9 First Steps to Student-Directed IEPs

When students take an active role in developing their own IEPs, the results can be amazing. Studies show that student-directed IEPs are associated with higher academic achievement, better communication and self-advocacy skills, and stronger motivation for students with disabilities.

student directed IEPs high achievement

Does your school embrace the concept of student-directed IEPs yet? If not, you might be wondering how to start. What are the first steps? How can you prepare a student for a bigger role in developing their educational plan?

To get you started, here are 9 practical suggestions from Colleen Thoma and Paul Wehman’sGetting the Most out of IEPS cover book, Getting the Most Out of IEPs.  Share with your educator friends if these tips get your wheels turning:

  • Explain advocacy and self-advocacy to students not familiar with the concepts. Make sure your student understands the full spectrum of options that are available: self-advocacy, self-advocacy with support, joint advocacy, bringing in an advocate while still attending the IEP meeting, or choosing an advocate but not being present at the meeting.
  • Deepen the student’s understanding of their disability. Use age-appropriate books on disability tailored to your student’s reading level. Or seek out a self-determination curriculum that includes lesson plans on helping students understand their disability and how it may affect their education.
  • Informally assess student awareness of the IEP process. Talk with students one-on-one to assess how much they already know about IEPs. Be sure to supplement your conversation with input from parents and past teachers to complete your picture of how well your student understands the IEP process.
  • Creatively introduce key IEP concepts. Get creative, especially if your student has significant support needs. Develop picture cards, crossword puzzles, simple games, worksheets, and activities designed to teach the most important terms and concepts related to IEP development. (We’ve included one here to get you started—see below.)

▶ _Supplied material_:
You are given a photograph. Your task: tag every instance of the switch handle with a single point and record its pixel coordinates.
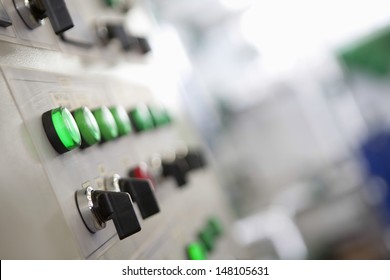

▶ _Stated exercise A_:
Decide whether each statement below agrees with the article on student-directed IEPs. Answer yes or no for (i), (ii), and (iii), and quote the words from the article that decide each one.
(i) Student-directed IEPs are associated with stronger motivation for students with disabilities.
(ii) To judge how much a student knows about the IEP process, the article says a one-on-one talk with the student is enough on its own.
(iii) One of the options the article lists is choosing an advocate without being present at the IEP meeting.
▶ _Stated exercise B_: Write the next part of the article on student-directed IEPs, starting after its last sentence.

▶ _Task result A_:
(i) Yes: "stronger motivation for students with disabilities"
(ii) No: "Be sure to supplement your conversation with input from parents and past teachers"
(iii) Yes: "choosing an advocate but not being present at the meeting"

▶ _Task result B_:
  • Find a benefit that speaks directly to your student. Some kids may have a hard time envisioning the long-term benefits of being involved in their IEP process, so it’s important to find ways to illuminate more immediate benefits. Instead of explaining to your fifth-grade student how her IEP involvement will benefit her when she gets to college, focus on how it’ll help make sixth grade her best year yet.
  • Discuss goals, dreams, and options. Support your students as they set the direction of their future lives beyond the classroom. Talk about their goals and dreams with them. Be a resource for new thoughts and options they might consider as they plan for their future employment, higher education, and life in the community.
  • Give students a key role in meeting planning. Look for areas where your student can take the wheel. They might take on tasks like scheduling the meeting, sending invitations, preparing a presentation for the meeting, making nametags, planning refreshments, and compiling a list of questions to ask meeting participants.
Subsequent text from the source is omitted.